Goal of the exercise:
Can you lay out the lines below as a Markdown table with the columns "Row" and "Line", numbering each row and leaving out any blank lines?
------
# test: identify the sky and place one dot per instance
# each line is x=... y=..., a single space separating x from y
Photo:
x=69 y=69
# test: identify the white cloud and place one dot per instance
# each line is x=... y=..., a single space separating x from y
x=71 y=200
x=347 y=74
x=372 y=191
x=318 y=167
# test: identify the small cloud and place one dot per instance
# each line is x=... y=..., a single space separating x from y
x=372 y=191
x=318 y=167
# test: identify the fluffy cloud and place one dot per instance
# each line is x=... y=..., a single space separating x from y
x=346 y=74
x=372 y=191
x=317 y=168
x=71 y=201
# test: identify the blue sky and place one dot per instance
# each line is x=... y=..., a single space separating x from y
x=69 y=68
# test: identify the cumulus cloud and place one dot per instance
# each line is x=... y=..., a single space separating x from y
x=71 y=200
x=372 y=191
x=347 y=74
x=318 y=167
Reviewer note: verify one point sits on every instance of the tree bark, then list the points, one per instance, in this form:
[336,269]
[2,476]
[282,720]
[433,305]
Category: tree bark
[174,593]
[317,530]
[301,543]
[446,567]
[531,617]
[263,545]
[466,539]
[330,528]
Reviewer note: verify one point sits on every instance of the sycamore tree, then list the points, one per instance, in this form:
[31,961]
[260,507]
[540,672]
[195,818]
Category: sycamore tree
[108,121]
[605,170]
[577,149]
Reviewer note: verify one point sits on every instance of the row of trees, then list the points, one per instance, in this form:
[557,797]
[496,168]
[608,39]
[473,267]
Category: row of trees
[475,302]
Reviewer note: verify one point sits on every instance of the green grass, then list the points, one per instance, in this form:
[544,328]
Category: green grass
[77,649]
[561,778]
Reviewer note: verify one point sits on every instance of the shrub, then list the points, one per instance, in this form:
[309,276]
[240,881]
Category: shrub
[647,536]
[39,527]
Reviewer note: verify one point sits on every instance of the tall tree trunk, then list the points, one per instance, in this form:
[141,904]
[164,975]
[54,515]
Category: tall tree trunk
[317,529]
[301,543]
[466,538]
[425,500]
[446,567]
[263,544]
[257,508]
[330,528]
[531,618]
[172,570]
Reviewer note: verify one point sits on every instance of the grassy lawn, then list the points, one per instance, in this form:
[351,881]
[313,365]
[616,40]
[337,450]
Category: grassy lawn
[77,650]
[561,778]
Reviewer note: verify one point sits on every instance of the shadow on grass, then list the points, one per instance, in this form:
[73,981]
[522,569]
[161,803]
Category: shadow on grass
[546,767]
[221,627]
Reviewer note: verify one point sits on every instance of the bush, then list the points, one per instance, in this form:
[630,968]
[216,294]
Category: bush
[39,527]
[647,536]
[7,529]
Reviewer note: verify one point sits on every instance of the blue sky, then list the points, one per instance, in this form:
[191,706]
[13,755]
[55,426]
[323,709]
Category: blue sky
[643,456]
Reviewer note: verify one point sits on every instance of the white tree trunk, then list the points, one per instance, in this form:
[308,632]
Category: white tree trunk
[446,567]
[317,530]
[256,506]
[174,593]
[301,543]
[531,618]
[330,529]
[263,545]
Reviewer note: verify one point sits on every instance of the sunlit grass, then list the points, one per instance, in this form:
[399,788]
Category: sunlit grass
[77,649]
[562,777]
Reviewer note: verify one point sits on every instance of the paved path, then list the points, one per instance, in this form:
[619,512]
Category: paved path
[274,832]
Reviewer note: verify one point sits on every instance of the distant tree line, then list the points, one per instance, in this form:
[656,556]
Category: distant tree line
------
Full answer:
| Row | Line |
|---|---|
| 1 | # test: identify the sky and place one dot per instance |
| 2 | # each line is x=... y=..., a single space separating x from y |
| 3 | Photo: |
| 4 | x=69 y=69 |
| 5 | # test: identify the white cloud and place one dot per instance |
| 6 | # each line is x=... y=..., a single space separating x from y |
| 7 | x=71 y=200 |
| 8 | x=347 y=74 |
| 9 | x=372 y=191 |
| 10 | x=318 y=167 |
| 11 | # test: identify the small cloud and place one dot per instance |
| 12 | # each line is x=... y=..., a single space separating x from y |
| 13 | x=372 y=191 |
| 14 | x=318 y=167 |
| 15 | # test: identify the fluffy cloud and place one dot per instance |
| 16 | # each line is x=... y=..., a single space separating x from y |
| 17 | x=346 y=74 |
| 18 | x=372 y=191 |
| 19 | x=317 y=168 |
| 20 | x=71 y=201 |
| 21 | # test: identify the blue sky and place one dot per instance |
| 22 | # each line is x=... y=..., a single space separating x from y |
| 23 | x=69 y=68 |
| 24 | # test: identify the cumulus cloud and place one dot per instance |
| 25 | # each line is x=... y=..., a single space separating x from y |
| 26 | x=71 y=200 |
| 27 | x=372 y=191 |
| 28 | x=347 y=74 |
| 29 | x=318 y=167 |
| 30 | Reviewer note: verify one point sits on every instance of the tree bark, then list the points, one per instance, in this form: |
| 31 | [336,269] |
| 32 | [2,476] |
| 33 | [282,720] |
| 34 | [433,305] |
| 35 | Category: tree bark |
| 36 | [174,593] |
| 37 | [317,530] |
| 38 | [301,543] |
| 39 | [446,567] |
| 40 | [531,617] |
| 41 | [263,545] |
| 42 | [466,539] |
| 43 | [330,528] |
| 44 | Reviewer note: verify one point sits on every instance of the sycamore tree, then list the points, one per instance, in this form: |
| 45 | [31,961] |
| 46 | [260,507] |
| 47 | [540,672] |
| 48 | [195,818] |
| 49 | Category: sycamore tree |
| 50 | [108,121] |
| 51 | [605,170] |
| 52 | [577,149] |
| 53 | Reviewer note: verify one point sits on every instance of the row of trees, then list the points, one per instance, in this form: |
| 54 | [557,797] |
| 55 | [496,168] |
| 56 | [608,39] |
| 57 | [473,267] |
| 58 | Category: row of trees |
| 59 | [475,302] |
| 60 | Reviewer note: verify one point sits on every instance of the green grass, then list the points, one per instance, in this form: |
| 61 | [544,328] |
| 62 | Category: green grass |
| 63 | [77,649] |
| 64 | [561,778] |
| 65 | Reviewer note: verify one point sits on every instance of the shrub, then list the points, one per instance, in this form: |
| 66 | [309,276] |
| 67 | [240,881] |
| 68 | Category: shrub |
| 69 | [647,536] |
| 70 | [39,527] |
| 71 | Reviewer note: verify one point sits on every instance of the tall tree trunk, then list the points, one per instance, in this form: |
| 72 | [141,904] |
| 73 | [164,975] |
| 74 | [54,515] |
| 75 | Category: tall tree trunk |
| 76 | [317,529] |
| 77 | [301,543] |
| 78 | [466,538] |
| 79 | [425,500] |
| 80 | [446,567] |
| 81 | [263,544] |
| 82 | [257,508] |
| 83 | [330,528] |
| 84 | [531,618] |
| 85 | [172,570] |
| 86 | Reviewer note: verify one point sits on every instance of the grassy lawn, then list the points, one per instance, in this form: |
| 87 | [351,881] |
| 88 | [313,365] |
| 89 | [616,40] |
| 90 | [337,450] |
| 91 | Category: grassy lawn |
| 92 | [77,650] |
| 93 | [561,778] |
| 94 | Reviewer note: verify one point sits on every instance of the shadow on grass, then list the points, one per instance, in this form: |
| 95 | [73,981] |
| 96 | [522,569] |
| 97 | [161,803] |
| 98 | Category: shadow on grass |
| 99 | [546,767] |
| 100 | [221,627] |
| 101 | Reviewer note: verify one point sits on every instance of the bush, then list the points, one per instance, in this form: |
| 102 | [630,968] |
| 103 | [216,294] |
| 104 | Category: bush |
| 105 | [39,527] |
| 106 | [647,536] |
| 107 | [7,529] |
| 108 | Reviewer note: verify one point sits on every instance of the blue sky, then list the points, one per instance, in this form: |
| 109 | [191,706] |
| 110 | [13,755] |
| 111 | [55,426] |
| 112 | [323,709] |
| 113 | Category: blue sky |
| 114 | [643,456] |
| 115 | Reviewer note: verify one point sits on every instance of the white tree trunk, then list the points, one per instance, in this form: |
| 116 | [308,632] |
| 117 | Category: white tree trunk |
| 118 | [446,567] |
| 119 | [317,530] |
| 120 | [256,506] |
| 121 | [174,593] |
| 122 | [301,543] |
| 123 | [531,618] |
| 124 | [330,529] |
| 125 | [263,545] |
| 126 | Reviewer note: verify one point sits on every instance of the sunlit grass, then list the points, one per instance, in this form: |
| 127 | [399,788] |
| 128 | Category: sunlit grass |
| 129 | [77,649] |
| 130 | [562,777] |
| 131 | Reviewer note: verify one point sits on every instance of the paved path, then list the points, one per instance, in this form: |
| 132 | [619,512] |
| 133 | Category: paved path |
| 134 | [274,832] |
| 135 | Reviewer note: verify one point sits on every instance of the distant tree line, then list the points, one per instance, in this form: |
| 136 | [656,556] |
| 137 | Category: distant tree line |